* begin Provided entries *
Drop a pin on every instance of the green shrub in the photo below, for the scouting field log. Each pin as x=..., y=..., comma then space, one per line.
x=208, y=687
* end Provided entries *
* begin Provided entries *
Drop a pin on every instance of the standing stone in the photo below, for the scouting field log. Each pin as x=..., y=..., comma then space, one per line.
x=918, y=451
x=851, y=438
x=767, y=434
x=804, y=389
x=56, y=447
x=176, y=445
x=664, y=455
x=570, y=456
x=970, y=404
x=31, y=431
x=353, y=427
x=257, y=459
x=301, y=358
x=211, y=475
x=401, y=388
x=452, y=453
* end Provided entries *
• [Task goal]: How many lines of the material above contain the string "instance"? Treat uppercase and lowercase as different, and reply with the number alone.

• [Exercise result]: 2